» **OBJECTIVE**: Please locate every line in the data below that contains the string "stabilizer", and copy each of those lines. Treat case as significant.

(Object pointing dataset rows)
#####

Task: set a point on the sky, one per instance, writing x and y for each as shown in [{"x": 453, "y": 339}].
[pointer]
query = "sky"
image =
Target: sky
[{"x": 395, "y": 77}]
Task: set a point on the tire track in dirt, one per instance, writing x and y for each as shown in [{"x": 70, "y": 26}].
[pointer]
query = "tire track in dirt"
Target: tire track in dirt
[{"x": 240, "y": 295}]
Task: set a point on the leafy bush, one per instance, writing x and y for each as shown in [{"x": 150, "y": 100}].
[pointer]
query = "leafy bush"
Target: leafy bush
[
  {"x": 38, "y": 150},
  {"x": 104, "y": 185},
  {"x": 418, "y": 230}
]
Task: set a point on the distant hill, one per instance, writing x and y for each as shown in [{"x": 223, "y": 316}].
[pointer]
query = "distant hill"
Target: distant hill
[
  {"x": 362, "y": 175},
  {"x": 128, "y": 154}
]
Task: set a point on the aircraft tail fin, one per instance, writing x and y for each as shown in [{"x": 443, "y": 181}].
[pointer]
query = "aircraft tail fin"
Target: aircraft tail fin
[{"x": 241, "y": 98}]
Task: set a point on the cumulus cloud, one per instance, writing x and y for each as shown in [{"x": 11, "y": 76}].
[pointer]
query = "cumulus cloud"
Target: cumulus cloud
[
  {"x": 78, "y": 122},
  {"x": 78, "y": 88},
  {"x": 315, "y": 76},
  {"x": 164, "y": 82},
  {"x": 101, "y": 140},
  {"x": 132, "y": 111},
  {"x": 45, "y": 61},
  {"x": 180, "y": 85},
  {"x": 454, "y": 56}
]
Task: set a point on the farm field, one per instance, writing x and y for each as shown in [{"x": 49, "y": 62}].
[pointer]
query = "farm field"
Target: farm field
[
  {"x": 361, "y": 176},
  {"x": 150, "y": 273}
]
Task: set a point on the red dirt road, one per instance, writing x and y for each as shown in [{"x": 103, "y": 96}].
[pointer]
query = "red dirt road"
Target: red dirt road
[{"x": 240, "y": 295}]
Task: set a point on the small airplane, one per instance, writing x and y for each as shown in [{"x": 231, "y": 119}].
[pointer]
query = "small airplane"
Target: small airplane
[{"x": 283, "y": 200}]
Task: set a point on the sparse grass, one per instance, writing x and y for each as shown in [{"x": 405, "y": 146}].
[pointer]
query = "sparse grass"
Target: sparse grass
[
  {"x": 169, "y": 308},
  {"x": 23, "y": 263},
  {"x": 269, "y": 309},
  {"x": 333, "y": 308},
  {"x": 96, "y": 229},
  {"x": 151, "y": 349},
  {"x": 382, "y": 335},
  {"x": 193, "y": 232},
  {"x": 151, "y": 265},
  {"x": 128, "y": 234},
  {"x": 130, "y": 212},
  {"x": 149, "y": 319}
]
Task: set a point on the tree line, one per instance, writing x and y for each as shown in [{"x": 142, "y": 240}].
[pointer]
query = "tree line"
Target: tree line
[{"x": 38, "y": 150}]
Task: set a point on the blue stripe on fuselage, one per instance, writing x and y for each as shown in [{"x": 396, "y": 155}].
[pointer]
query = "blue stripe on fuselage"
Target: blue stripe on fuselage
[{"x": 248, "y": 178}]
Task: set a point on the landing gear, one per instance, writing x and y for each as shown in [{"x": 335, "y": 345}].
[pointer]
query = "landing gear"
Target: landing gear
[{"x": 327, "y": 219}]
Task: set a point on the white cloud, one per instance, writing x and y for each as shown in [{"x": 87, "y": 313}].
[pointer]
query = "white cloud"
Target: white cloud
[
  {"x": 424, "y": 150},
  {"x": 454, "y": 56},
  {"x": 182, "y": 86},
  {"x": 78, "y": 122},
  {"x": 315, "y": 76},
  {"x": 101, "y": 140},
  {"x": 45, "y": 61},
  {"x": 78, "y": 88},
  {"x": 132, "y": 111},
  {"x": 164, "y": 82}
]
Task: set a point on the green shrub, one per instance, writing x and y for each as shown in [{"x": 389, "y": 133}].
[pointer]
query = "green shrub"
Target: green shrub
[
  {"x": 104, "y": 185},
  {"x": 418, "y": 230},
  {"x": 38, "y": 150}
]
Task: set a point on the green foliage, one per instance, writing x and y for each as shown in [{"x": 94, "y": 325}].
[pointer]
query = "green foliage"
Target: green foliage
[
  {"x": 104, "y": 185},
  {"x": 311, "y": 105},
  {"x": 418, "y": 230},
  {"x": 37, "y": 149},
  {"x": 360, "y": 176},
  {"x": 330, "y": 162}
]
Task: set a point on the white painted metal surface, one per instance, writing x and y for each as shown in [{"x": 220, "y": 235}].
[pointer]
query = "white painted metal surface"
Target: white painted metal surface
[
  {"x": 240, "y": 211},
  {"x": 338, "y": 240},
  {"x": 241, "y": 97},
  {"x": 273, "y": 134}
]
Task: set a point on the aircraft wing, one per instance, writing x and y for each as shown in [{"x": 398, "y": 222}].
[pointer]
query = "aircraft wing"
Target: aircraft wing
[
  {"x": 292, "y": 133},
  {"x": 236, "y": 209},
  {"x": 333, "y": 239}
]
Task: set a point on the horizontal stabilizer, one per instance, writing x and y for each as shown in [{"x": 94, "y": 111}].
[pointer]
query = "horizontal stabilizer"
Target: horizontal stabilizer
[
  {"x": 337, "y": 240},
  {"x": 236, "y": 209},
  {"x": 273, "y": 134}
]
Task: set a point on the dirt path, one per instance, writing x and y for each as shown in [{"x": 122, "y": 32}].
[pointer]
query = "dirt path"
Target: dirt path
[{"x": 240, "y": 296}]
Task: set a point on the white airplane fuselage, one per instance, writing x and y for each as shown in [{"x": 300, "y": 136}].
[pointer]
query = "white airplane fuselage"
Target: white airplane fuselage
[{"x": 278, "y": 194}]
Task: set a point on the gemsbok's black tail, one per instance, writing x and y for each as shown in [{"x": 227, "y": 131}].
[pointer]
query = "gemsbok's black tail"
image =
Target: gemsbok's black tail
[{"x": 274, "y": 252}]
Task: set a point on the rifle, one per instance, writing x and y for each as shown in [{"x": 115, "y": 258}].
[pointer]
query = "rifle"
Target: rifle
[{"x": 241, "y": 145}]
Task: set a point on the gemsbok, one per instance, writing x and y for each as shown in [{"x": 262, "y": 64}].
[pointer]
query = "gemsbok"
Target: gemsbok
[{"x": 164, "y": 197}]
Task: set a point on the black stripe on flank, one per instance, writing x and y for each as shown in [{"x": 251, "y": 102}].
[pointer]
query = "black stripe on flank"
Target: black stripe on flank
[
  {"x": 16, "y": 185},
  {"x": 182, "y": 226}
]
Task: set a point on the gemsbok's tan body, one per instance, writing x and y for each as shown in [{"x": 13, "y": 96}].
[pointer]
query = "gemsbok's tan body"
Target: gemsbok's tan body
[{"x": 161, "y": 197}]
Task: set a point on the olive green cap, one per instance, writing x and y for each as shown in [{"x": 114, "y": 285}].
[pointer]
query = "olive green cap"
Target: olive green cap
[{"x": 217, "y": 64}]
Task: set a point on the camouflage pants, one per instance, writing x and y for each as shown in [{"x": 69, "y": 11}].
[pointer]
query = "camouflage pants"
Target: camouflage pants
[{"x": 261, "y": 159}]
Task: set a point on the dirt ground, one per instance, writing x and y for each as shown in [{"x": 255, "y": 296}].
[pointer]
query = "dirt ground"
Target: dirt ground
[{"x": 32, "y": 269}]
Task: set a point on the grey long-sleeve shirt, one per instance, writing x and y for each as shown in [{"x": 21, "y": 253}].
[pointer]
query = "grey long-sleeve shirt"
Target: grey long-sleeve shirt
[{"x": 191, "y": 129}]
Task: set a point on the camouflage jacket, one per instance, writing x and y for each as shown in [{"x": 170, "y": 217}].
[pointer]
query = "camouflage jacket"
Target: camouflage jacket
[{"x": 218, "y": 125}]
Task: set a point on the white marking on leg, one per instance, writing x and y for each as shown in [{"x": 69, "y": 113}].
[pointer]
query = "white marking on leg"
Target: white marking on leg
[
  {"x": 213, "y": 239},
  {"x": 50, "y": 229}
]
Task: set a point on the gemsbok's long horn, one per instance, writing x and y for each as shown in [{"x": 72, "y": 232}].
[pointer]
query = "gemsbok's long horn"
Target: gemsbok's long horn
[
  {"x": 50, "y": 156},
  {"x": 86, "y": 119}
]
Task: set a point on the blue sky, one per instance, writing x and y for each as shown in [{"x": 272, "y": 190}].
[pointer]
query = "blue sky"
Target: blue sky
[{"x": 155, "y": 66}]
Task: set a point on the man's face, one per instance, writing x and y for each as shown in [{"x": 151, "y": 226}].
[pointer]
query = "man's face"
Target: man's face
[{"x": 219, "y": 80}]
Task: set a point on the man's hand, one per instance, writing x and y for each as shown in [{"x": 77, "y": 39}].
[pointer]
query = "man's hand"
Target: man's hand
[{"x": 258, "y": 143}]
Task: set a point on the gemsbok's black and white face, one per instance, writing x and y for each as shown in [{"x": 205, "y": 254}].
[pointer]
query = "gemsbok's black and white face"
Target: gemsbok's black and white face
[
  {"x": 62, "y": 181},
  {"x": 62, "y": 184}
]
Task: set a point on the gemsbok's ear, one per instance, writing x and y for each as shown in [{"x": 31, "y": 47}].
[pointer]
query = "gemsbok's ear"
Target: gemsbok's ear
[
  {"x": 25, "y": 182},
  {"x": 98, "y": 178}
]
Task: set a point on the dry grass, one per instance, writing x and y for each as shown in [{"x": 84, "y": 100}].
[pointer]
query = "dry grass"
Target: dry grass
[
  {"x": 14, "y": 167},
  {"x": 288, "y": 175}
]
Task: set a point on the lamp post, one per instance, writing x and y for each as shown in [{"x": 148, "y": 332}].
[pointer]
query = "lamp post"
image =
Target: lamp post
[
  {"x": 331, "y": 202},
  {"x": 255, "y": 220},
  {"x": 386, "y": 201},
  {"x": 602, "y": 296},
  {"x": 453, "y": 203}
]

#####

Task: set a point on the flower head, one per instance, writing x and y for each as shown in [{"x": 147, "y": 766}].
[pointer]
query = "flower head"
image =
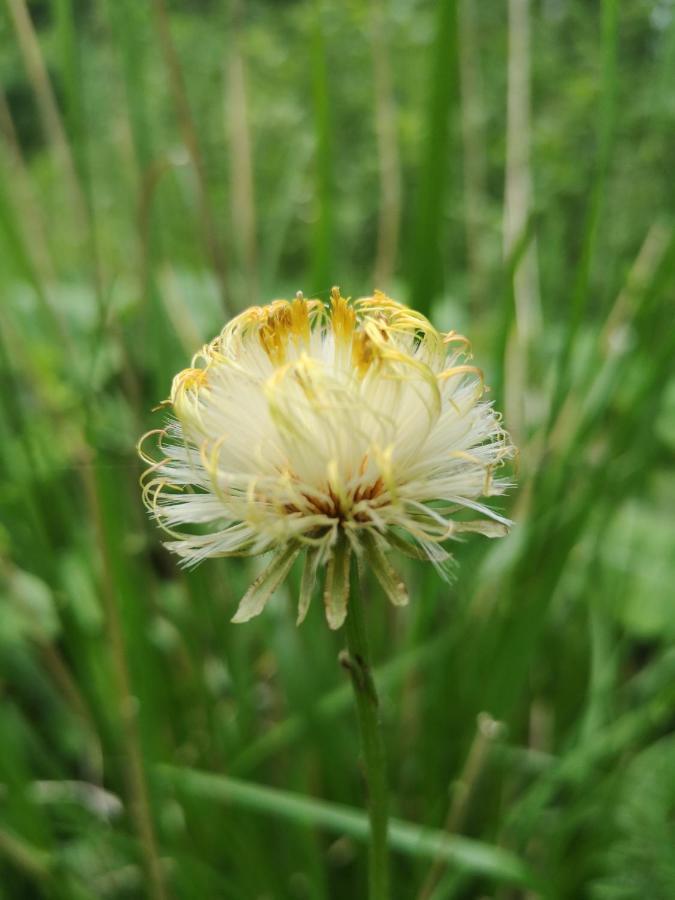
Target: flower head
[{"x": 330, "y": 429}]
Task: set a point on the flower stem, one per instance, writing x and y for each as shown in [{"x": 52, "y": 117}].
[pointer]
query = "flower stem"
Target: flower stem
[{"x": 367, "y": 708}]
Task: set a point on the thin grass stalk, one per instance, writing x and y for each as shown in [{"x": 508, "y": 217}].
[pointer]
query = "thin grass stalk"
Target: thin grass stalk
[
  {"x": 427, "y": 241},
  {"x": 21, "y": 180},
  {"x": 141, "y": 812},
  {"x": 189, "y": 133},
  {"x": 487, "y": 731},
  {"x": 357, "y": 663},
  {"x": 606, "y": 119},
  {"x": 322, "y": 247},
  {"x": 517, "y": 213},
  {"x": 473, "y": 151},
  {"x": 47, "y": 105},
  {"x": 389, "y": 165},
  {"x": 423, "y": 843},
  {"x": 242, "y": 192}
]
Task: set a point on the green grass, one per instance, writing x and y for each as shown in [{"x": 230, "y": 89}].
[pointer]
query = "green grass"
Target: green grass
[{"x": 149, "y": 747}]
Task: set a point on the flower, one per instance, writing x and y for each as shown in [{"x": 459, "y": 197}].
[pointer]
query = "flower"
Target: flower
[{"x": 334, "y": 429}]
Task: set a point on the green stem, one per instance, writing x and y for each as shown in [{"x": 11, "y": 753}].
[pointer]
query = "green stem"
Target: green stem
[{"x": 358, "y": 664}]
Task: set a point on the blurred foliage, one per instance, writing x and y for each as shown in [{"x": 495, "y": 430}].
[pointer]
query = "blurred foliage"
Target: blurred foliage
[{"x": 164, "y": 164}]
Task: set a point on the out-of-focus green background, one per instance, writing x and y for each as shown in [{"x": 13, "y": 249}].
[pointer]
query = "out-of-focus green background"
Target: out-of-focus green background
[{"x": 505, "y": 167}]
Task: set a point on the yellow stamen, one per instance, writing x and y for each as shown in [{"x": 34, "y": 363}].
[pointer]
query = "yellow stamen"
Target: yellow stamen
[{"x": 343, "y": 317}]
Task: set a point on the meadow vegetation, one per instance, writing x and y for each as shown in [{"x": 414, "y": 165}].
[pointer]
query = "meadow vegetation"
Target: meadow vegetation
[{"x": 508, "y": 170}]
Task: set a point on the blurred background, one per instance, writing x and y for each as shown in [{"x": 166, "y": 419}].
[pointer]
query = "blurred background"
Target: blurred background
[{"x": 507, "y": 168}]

#####

» **OUTPUT BELOW**:
Task: set a point on the horizontal stabilizer, one per instance, writing x and y for each as shown in [{"x": 94, "y": 111}].
query = "horizontal stabilizer"
Target: horizontal stabilizer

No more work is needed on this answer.